> Aim of the exercise
Output exactly the lines from the one holding "brown dry leaf -> point" through the final line of the entries.

> Available data
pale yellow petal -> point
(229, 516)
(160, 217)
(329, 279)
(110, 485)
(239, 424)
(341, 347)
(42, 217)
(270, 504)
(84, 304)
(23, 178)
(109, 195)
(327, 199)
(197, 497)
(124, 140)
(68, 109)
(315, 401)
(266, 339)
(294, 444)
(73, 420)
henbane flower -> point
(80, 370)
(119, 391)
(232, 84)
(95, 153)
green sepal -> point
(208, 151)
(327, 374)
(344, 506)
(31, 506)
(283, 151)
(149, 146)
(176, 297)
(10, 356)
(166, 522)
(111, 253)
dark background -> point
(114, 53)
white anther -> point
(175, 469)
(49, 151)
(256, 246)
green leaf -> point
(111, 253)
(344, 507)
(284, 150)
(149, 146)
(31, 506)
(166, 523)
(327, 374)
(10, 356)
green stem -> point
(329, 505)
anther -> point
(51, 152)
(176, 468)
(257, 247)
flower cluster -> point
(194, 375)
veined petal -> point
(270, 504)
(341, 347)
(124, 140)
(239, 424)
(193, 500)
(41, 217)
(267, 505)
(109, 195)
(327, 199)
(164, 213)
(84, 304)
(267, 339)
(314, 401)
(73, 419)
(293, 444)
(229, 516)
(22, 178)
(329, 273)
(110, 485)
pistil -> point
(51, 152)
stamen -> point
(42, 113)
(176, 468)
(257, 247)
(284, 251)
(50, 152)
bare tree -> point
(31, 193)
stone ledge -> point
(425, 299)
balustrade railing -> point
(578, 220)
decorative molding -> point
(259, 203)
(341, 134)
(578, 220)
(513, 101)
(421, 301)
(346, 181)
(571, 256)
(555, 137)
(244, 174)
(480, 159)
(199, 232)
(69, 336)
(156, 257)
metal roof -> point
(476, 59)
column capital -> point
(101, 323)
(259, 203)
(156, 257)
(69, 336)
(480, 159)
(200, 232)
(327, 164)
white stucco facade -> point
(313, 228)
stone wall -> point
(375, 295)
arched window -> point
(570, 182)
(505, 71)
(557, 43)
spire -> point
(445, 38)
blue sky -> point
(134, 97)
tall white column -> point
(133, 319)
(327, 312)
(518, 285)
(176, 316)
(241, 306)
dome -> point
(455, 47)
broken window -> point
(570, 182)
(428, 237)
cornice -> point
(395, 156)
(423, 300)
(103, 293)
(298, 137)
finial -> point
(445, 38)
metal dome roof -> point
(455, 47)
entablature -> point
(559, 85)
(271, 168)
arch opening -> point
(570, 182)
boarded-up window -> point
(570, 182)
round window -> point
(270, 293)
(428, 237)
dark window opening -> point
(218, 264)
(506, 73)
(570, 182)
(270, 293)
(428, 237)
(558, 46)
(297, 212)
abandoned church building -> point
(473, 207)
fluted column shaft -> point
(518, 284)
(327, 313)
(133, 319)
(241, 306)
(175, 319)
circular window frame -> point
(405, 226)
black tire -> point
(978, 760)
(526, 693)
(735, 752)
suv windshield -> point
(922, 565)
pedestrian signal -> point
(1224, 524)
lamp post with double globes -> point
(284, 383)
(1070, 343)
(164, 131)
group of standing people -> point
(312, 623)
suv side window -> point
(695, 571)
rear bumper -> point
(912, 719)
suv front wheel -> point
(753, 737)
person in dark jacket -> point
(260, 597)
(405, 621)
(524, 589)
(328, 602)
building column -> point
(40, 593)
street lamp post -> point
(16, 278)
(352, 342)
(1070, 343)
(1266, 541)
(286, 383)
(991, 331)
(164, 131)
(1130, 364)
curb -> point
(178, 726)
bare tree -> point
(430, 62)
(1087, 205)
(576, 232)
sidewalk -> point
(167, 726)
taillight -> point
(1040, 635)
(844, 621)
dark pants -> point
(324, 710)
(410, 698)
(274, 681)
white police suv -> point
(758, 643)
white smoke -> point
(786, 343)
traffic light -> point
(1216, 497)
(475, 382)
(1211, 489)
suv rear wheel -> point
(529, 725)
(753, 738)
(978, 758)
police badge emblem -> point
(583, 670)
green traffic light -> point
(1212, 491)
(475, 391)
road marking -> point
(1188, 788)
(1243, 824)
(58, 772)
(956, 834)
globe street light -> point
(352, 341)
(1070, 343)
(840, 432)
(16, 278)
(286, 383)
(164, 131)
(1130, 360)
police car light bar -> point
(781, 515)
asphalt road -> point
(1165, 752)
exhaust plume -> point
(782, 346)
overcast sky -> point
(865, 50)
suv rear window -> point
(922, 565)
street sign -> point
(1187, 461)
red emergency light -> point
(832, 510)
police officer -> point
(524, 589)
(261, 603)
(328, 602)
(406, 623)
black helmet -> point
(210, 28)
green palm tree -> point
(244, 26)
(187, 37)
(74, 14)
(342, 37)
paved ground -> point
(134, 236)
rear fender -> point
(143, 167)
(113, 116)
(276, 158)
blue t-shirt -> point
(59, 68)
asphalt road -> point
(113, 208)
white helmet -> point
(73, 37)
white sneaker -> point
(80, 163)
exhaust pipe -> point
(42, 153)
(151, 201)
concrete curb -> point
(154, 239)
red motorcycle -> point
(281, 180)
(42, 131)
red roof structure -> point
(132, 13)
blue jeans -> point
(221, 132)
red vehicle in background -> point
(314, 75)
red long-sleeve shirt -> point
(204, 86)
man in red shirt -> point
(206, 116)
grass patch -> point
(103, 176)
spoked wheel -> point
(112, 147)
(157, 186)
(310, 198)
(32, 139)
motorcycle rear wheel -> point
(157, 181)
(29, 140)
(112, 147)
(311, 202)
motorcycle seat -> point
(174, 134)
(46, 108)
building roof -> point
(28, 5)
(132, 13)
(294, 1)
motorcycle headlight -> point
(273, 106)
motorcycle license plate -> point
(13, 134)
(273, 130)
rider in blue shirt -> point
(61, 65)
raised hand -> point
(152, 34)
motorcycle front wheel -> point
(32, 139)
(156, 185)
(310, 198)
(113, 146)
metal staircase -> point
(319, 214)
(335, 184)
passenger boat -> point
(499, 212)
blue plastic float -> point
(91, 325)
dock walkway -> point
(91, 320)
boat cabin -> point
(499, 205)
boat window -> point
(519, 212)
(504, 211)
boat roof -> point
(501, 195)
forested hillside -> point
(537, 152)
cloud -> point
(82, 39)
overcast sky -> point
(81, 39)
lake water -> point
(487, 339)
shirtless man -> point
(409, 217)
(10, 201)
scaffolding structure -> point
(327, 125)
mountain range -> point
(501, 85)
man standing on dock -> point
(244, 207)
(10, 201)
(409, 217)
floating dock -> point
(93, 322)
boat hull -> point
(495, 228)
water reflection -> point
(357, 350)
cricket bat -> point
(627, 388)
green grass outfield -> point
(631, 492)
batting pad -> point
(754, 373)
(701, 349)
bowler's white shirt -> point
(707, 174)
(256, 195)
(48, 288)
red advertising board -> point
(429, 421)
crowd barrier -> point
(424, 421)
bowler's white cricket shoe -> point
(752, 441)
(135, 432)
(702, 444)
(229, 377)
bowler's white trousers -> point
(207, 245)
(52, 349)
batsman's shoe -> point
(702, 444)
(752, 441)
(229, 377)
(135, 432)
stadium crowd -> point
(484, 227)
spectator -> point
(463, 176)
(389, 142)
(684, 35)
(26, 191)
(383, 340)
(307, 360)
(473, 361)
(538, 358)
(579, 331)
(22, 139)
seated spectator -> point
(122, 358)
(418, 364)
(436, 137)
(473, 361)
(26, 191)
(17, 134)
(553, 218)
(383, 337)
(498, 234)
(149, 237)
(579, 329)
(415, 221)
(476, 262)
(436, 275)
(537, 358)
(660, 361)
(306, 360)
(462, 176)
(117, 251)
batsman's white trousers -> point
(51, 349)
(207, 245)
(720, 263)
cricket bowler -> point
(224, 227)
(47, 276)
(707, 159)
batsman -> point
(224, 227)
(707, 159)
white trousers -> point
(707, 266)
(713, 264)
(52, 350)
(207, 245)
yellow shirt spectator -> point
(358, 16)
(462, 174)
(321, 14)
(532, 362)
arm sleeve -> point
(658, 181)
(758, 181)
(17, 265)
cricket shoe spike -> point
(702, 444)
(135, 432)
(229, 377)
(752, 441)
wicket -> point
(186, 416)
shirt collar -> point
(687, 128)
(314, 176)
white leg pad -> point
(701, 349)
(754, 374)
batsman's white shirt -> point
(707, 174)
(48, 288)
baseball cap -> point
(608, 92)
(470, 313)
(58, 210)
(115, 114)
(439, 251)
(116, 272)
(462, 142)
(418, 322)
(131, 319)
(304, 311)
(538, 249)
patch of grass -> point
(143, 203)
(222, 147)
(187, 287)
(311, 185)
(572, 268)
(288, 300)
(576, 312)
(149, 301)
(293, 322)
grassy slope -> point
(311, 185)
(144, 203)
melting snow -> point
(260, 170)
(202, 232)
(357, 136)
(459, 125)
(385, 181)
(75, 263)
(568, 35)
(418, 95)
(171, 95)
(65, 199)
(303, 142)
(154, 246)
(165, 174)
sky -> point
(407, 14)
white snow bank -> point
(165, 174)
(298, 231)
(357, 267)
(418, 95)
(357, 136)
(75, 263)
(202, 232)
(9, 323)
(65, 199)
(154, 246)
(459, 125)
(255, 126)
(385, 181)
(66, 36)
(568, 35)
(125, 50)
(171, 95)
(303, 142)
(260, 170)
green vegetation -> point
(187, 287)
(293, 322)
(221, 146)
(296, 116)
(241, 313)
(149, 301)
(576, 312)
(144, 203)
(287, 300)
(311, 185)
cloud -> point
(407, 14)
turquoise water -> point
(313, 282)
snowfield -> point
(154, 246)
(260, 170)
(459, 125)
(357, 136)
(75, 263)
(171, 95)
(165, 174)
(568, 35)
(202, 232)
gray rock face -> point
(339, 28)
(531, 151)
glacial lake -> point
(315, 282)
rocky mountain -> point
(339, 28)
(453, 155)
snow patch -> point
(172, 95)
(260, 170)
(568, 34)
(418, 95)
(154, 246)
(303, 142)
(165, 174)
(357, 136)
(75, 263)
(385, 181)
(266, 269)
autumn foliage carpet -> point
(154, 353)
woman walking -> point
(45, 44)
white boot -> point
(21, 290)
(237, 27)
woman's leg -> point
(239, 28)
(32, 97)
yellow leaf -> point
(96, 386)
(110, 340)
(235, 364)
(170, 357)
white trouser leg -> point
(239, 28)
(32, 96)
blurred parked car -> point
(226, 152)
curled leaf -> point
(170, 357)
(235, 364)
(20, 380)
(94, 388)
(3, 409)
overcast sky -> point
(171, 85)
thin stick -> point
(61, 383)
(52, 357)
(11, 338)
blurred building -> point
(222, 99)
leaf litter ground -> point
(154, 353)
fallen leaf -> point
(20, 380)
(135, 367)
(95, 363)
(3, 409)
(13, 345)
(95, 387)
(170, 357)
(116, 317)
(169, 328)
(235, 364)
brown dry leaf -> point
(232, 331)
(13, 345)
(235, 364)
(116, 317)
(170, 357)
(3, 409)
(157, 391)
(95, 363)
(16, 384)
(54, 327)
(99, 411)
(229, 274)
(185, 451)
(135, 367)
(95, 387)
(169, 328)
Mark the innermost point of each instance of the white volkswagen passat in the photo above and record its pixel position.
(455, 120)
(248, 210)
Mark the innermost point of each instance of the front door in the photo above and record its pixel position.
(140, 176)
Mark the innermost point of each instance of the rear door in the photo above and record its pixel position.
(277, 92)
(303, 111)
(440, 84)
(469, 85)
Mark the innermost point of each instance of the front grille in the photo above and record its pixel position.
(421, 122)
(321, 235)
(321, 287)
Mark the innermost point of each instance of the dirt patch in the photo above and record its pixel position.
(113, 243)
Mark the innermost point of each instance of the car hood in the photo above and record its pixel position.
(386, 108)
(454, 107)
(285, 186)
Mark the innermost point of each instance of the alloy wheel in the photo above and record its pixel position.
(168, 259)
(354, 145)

> Expected output
brown dry leaf -> point
(232, 331)
(13, 345)
(235, 364)
(116, 317)
(170, 357)
(3, 409)
(157, 391)
(95, 363)
(16, 384)
(54, 327)
(99, 411)
(229, 274)
(185, 451)
(135, 367)
(95, 387)
(169, 328)
Mark the innermost point of each instance of the white volkswagen passat in the photo above and record its pixel position.
(455, 120)
(248, 210)
Mark the innermost point of each instance of the front door in the photo above and record its pixel position.
(140, 176)
Mark the innermost point of each instance of the rear door in the photo above and record its pixel position.
(277, 92)
(303, 111)
(440, 84)
(469, 85)
Mark the innermost point of each instance of the front grille in the photo above and record its pixel position.
(421, 122)
(321, 235)
(321, 287)
Mark the innermost point of each instance of the dirt patch in the photo above and record its pixel position.
(113, 243)
Mark the innermost point of each instance of the car hood in the photo above and record its pixel position.
(386, 108)
(454, 107)
(285, 186)
Mark the innermost point of each instance of the alloy wheel in the photo above and record its pixel position.
(168, 259)
(354, 145)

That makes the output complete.